(Beginning of Record excerpts)

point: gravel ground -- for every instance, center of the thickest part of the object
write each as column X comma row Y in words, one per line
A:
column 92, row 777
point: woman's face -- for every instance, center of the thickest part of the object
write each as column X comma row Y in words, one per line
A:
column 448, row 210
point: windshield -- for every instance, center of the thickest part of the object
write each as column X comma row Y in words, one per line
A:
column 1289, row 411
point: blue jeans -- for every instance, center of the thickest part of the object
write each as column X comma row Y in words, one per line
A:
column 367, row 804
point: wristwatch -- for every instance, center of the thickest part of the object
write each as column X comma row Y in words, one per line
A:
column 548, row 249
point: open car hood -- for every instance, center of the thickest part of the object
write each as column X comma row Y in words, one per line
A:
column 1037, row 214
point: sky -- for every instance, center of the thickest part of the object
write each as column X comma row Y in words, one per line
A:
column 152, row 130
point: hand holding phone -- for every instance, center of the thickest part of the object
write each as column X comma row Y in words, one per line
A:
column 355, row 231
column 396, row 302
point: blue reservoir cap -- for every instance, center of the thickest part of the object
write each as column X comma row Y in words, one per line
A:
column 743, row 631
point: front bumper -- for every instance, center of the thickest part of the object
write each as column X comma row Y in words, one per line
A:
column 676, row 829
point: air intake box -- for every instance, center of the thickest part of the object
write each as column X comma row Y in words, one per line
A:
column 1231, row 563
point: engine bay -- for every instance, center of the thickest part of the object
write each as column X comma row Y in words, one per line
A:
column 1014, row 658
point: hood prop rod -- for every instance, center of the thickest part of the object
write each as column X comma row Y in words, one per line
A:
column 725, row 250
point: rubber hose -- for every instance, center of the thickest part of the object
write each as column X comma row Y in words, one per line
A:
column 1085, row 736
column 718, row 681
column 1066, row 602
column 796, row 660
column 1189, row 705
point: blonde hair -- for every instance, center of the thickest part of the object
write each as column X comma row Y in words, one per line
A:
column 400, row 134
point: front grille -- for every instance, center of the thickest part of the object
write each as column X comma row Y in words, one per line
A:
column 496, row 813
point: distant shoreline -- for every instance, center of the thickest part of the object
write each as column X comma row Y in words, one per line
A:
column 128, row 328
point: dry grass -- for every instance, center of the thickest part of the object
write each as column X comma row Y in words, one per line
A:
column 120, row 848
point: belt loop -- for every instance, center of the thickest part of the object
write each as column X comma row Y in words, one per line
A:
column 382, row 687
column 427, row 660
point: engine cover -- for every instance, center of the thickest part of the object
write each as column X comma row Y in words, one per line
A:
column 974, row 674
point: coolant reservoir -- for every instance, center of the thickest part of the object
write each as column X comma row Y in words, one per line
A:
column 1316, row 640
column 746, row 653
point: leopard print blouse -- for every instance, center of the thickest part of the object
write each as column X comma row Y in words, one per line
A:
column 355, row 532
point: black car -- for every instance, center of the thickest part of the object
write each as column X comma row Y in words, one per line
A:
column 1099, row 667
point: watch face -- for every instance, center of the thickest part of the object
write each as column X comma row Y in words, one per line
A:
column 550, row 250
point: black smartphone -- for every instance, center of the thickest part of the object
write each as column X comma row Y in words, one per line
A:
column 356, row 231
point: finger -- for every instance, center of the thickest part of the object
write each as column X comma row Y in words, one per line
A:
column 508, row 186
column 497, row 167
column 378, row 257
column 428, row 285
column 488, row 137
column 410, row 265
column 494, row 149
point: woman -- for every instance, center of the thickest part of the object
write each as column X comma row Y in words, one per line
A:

(End of Record excerpts)

What needs to be done: Every line in the listing above should be repeated exactly.

Solution for this task:
point: gravel ground -- for every instance, center of the thickest part of the object
write each as column X comma row Y in words, one per line
A:
column 92, row 777
point: woman's face -- for every instance, center of the thickest part of the object
write each as column X comma row Y in words, one per line
A:
column 448, row 210
point: windshield -- for every instance, center of the thickest part of the object
write each as column X comma row Y in words, one per line
A:
column 1289, row 411
point: blue jeans -- for every instance, center of the thickest part of the object
write each as column X comma row Y in words, one per line
A:
column 367, row 804
point: wristwatch -- for every instance, center of the thickest part of the object
write each as column X comma row Y in words, one per line
A:
column 548, row 249
point: open car hood -- for every instance, center of the thickest part of the object
write each as column X comma row Y in words, one per line
A:
column 1037, row 214
point: sky -- for every instance, center of the thickest part of the object
write each as column X comma row Y in words, one per line
A:
column 152, row 130
point: hand holding phone -- for every instance, center of the thickest part of the object
write each as column X comma row Y in words, one per line
A:
column 355, row 231
column 396, row 302
point: blue reservoir cap -- for every instance, center of the thickest part of the object
write each as column X comma row Y in words, one per line
A:
column 743, row 631
point: front bumper -- for every instance, center of the thickest part of the object
write each as column X comma row Y in words, one per line
A:
column 676, row 829
point: air intake box -- for every instance, center of the thickest part of the object
write each as column X comma row Y in words, one per line
A:
column 1231, row 563
point: engine bay -- for every instance, center of the thickest part of the object
write each as column X comma row Y in words, one per line
A:
column 1014, row 658
point: hood prop rod -- for every instance, center of the thickest part of the object
write each as column X comma row Y in words, one per line
A:
column 725, row 250
point: rubber hose -- for every instance, center of the thickest part of the object
write each as column X comma row Y in words, one per line
A:
column 1085, row 736
column 718, row 681
column 1066, row 602
column 796, row 660
column 1189, row 705
point: blonde hair -- for every instance, center of the thickest part of the object
write each as column X comma row Y in words, one per line
A:
column 400, row 134
point: front grille -- for every instance, center of the thickest part of the object
write each as column X comma row Y in words, one per line
A:
column 496, row 813
point: distant shoreline -- for every instance, center of the thickest part of the object
write each as column X comma row Y in words, one per line
A:
column 128, row 328
point: dry grass -- for every instance, center of the thickest part of the object
write each as column X comma row Y in words, one per line
A:
column 120, row 848
point: belt loop -- for every instance, center of the thickest part of the object
write each as column X comma row Y in words, one per line
A:
column 382, row 687
column 427, row 660
point: engine cover -- for every instance, center of the thickest part of the object
write each as column X comma row Y in words, one per line
A:
column 974, row 674
point: coolant reservoir -- for every instance, center of the thickest part of the object
write each as column X comma row Y in words, one per line
A:
column 1316, row 640
column 746, row 653
point: leopard print blouse -- for every instance, center of the thickest part of the object
write each as column X comma row Y in words, one per line
A:
column 355, row 532
point: black car -- for every instance, center of the thickest part of the object
write each as column X comma row Y in words, one per line
A:
column 1099, row 667
point: watch face -- for every instance, center of the thickest part of the object
write each as column X comma row Y in words, one per line
A:
column 550, row 250
point: black smartphone -- for every instance, center of the thickest part of the object
write each as column X comma row Y in words, one per line
A:
column 356, row 231
point: finger -- for every instance, center of the thickest part of the object
write each as column X comma row Y in words, one per line
A:
column 508, row 186
column 497, row 167
column 378, row 257
column 428, row 285
column 488, row 137
column 410, row 265
column 494, row 149
point: woman -- for every instance, center of the thickest part of the object
write each as column X comma row Y in words, one per line
A:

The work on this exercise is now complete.